Excerpted passage »
-=-=-

In our view, the MCIA only requires the disclosure of the general nature of a conflict of interest; it does not require the disclosure of all of the details of the conflict of interest nor does it specifically require all of the details to be disclosed in a “public meeting”.  In our view, the Board cannot be said to have been maintaining the complainant’s personal information to make it available to the public because it was required to do so under the MCIA.   We conclude that, therefore, the MCIA does not support the Board’s position that section 27 of the Act applied.

 

Having considered the submissions from the Board regarding section 27 of the Act, it is our view that this section was not applicable in the circumstances of this case.

 

Conclusion:    Section 27 of the Act did not apply to the information in question.

 

 

Issue C:          Did the Board disclose the complainant's personal information in reply to the access requests, in compliance with section 32 of the Act?

 

Section 32 of the Act prohibits the disclosure of personal information in the custody or under the control of an institution except in certain circumstances enumerated in paragraphs (a) through (l).  The Board submitted that sections 32(a) and (b) applied to the disclosures in this case.

 

Section 32(a) of the Act

 

Section 32(a) states that an institution shall not disclose personal information in its custody or under its control except,

 

(a)        in accordance with Part I;

 

In our view, in order to rely on section 32(a), an institution must demonstrate that the disclosure took place in response to a request and that, in disclosing the personal information, it met all of the procedural requirements under Part I.

 

The Board stated, and we accept, that it had received five requests under the Act for information which included the complainant’s personal information.  However, the Board did not notify the complainant prior to disclosing his personal information.  Section 21(1)(b) of the Act states:

 

 

A head shall give written notice in accordance with subsection (2) to the person to whom the information relates before granting a request for access to a record,

 

                        ...

(b)        that is personal information that the head has reason to believe might constitute an unjustified invasion of personal privacy for the purposes of clause 14(1)(f),  (emphasis added)

 

Section 14 constitutes the “personal privacy” exemption under Part I of the Act.  Section 14(1)(f) states:

 

A head shall refuse to disclose personal information to any person other than the individual to whom the personal information relates except,

 

                        ...

(f)        if the disclosure does not constitute an unjustified invasion of personal privacy.

Sections 14(2), (3) and (4) provided guidance in determining whether the disclosure of personal information would constitute an unjustified invasion of personal privacy.

 

The Board made three arguments to support its submission that disclosure of the complainant’s personal information “would not constitute an unjustified invasion of personal privacy” under section 14(1)(f).  Firstly, the Board stated that section 14(2)(a) of the Act applied.  That section states:

 

A head, in determining whether a disclosure of personal information constitutes an unjustified invasion of personal privacy, shall consider all of the relevant circumstances, including whether,

 

(a)        the disclosure is desirable for the purpose of subjecting the activities of the institution to public scrutiny;

 

Secondly, the Board relied on a factor not listed in section 14 to justify its disclosures.  The Board stated that entire matter was “public” since a Board of Inquiry under the Human Rights Code (the Code) was appointed, and had conducted a public hearing into the complainant’s complaint under the Code.  The Board also stated that once the OHRC complaint had been referred to a Board of Inquiry, it was placed in a record that would have been available to the public.

-=-=-

Location annotation dataset excerpts »
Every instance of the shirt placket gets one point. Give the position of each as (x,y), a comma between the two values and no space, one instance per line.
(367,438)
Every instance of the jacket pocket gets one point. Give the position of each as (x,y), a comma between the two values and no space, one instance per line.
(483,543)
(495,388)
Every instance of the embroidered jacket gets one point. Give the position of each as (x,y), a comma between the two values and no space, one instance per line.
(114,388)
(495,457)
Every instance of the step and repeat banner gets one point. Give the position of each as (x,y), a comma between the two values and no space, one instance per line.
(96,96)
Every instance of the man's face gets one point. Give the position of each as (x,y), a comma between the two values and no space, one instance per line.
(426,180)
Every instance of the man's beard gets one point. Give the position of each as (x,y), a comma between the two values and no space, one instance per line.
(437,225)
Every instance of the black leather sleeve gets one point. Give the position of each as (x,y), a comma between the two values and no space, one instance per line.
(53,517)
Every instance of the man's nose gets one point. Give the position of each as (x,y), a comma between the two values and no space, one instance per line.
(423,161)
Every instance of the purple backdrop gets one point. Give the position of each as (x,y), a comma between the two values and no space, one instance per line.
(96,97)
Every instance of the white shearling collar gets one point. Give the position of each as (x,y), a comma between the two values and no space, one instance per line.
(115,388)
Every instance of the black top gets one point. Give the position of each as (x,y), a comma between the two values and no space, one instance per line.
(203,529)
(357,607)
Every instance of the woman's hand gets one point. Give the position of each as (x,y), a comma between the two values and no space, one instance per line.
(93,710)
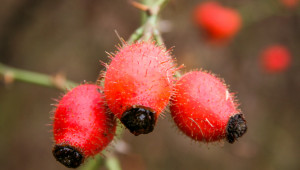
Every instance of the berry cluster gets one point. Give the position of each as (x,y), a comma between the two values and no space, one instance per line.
(139,84)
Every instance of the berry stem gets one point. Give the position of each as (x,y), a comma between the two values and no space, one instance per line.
(58,81)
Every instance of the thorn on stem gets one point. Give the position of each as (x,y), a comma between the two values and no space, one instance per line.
(140,6)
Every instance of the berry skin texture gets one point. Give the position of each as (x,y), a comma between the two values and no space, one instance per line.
(82,127)
(220,23)
(138,85)
(289,3)
(275,58)
(204,110)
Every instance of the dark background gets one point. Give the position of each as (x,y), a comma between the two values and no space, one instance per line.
(71,36)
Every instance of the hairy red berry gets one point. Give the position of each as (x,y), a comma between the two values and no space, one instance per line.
(138,85)
(220,23)
(275,58)
(204,110)
(81,127)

-=-=-

Short task »
Extract the part of the privacy decision above starting with "Section 14 constitutes" and going on through "not constitute an unjustified invasion of personal privacy.", copying it word for word.

Correct output »
Section 14 constitutes the “personal privacy” exemption under Part I of the Act.  Section 14(1)(f) states:

 

A head shall refuse to disclose personal information to any person other than the individual to whom the personal information relates except,

 

                        ...

(f)        if the disclosure does not constitute an unjustified invasion of personal privacy.